[ARTICLE]
Historical “memory” is an interesting thing to consider. Specifically, I’m interested in the way that people “remember” (aka, “memory”) both events that occured and people who lived outside the time of their own lifetime, and within the first three centuries since English colonization of North America. “Memory” may not be the most accurate word I can use to define this interest… or maybe it is.

It may not be the most accurate word because, to some people, it suggests something that isn’t possible, especially within the parameters of history that I have defined as my area of study. How, for example, can I say that I have any “memory” whatsoever of the Civil War? Since I did not experience the war, sensory memory is not possible. I can have neither short-term or long-term memory of the war as a result of a “realized” witness-type experiences. I have no “living” or, more accurately, no “autobiographical memory” of the war.

Then again, “memory” may be an accurate word to use because “memory” of the Civil War does exists in many of us, but it can only exist as “learned memory.” We did not experience events, but we have been privy to a number of “feeds” that are truly a part of our memory. These “feeds” are part of our life experience. Whether a person is exposed only to one viewing of Gone With the Wind or a multitude of “Civil War feeds,” the different “feeds” have bearing on the way that we reflect on the history of the war… and the way that we relate that history to others.

[EXCERPTED DATA]
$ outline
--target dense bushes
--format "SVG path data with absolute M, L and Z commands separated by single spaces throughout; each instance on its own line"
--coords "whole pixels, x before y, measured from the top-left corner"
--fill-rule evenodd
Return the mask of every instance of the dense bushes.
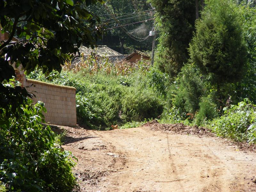
M 208 1 L 189 44 L 192 62 L 213 85 L 237 82 L 244 74 L 247 50 L 237 6 L 229 0 Z
M 162 113 L 167 78 L 159 70 L 141 67 L 117 75 L 113 68 L 110 73 L 105 68 L 90 72 L 85 67 L 76 73 L 52 73 L 48 79 L 40 71 L 28 77 L 76 87 L 77 122 L 90 128 L 103 130 L 112 124 L 156 118 Z
M 0 184 L 11 191 L 71 191 L 71 154 L 59 148 L 51 128 L 41 124 L 44 103 L 32 103 L 19 116 L 0 115 Z
M 218 135 L 256 142 L 256 105 L 245 99 L 237 105 L 225 108 L 224 113 L 210 124 Z

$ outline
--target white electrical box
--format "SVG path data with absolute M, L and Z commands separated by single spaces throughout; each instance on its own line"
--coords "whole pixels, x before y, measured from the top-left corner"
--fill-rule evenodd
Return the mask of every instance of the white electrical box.
M 154 36 L 155 35 L 155 31 L 149 31 L 149 36 Z

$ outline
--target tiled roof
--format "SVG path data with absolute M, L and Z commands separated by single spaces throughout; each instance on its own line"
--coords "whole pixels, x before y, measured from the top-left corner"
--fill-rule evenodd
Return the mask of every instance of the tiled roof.
M 107 57 L 108 58 L 108 61 L 111 63 L 116 63 L 123 60 L 127 55 L 121 55 L 109 56 Z
M 133 55 L 135 55 L 136 54 L 137 54 L 138 55 L 142 55 L 142 56 L 144 56 L 145 57 L 147 57 L 149 58 L 150 58 L 150 55 L 146 53 L 145 53 L 144 52 L 143 52 L 140 51 L 139 51 L 138 50 L 134 50 L 134 51 L 130 54 L 130 55 L 128 55 L 127 56 L 126 56 L 124 58 L 124 59 L 126 59 L 126 60 L 128 60 L 130 59 L 132 57 Z
M 125 57 L 126 55 L 124 55 L 121 53 L 110 49 L 106 45 L 98 45 L 98 47 L 92 49 L 90 47 L 87 48 L 84 46 L 81 45 L 79 48 L 80 54 L 84 53 L 84 56 L 86 58 L 89 55 L 91 55 L 92 52 L 95 53 L 100 57 L 108 57 L 109 61 L 114 62 L 121 60 Z M 80 56 L 77 54 L 75 58 L 72 61 L 71 67 L 75 65 L 78 65 L 81 62 Z
M 100 57 L 123 55 L 121 53 L 108 47 L 106 45 L 98 45 L 97 47 L 95 47 L 94 49 L 92 49 L 91 47 L 88 48 L 84 46 L 81 45 L 79 49 L 80 53 L 84 53 L 84 56 L 91 54 L 92 52 L 95 53 Z

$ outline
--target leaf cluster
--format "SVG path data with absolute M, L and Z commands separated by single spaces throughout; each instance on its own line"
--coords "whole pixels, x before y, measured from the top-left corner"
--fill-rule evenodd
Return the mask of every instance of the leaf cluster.
M 70 191 L 76 185 L 68 152 L 43 125 L 44 104 L 29 100 L 18 116 L 0 116 L 0 181 L 10 191 Z

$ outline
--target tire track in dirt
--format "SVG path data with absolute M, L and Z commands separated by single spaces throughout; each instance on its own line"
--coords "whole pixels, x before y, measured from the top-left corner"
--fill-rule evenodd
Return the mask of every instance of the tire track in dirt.
M 75 131 L 80 139 L 63 147 L 79 160 L 75 172 L 99 175 L 80 182 L 82 191 L 256 191 L 256 154 L 222 139 L 146 128 Z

[LIST OF TASKS]
a) Answer these questions about the essay on historical memory:
(i) What span of time does the writer define as their area of study?
(ii) What is the only form in which memory of the Civil War can exist, according to the essay?
(iii) Which film does the essay name as one possible "feed"?
b) Continue the essay on historical memory from its last sentence.
The records were taken from a different source than the essay.

[WRITTEN ANSWERS]
a)
(i) The first three centuries since English colonization of North America.
(ii) As "learned memory."
(iii) Gone With the Wind.

b)
Yet, before I get too far away from this concept of “feeds,” keep in mind that raw data delivered to us is not raw data received and left unprocessed. As a part of the cognitive process, this data is processed. Inevitably, we will turn-over the data, in our heads, to make something of it. Some refer to this as transderivational search (TDS), which is an automatic and unconscious state of internal focus and processing (I’m intrigued with even this incomplete defintion available at Wikipedia). The point is, however, that TDS is still part of the development of a person’s “memory.”

The potential problems of this process will be better left for another post, but when it comes to this “learned memory,” there may be more to the impact of “things” in the way we relate history to others. If our history comes from what we learn, and we relate this history to another, does the original “feed” of history received by us retain its original state in the process of relating to another? In all probability, we will distort it, and if we do, even ever so slightly, how will that carry down?

Again, keep in mind, this post is solely about historical “memory.”

More for another day then.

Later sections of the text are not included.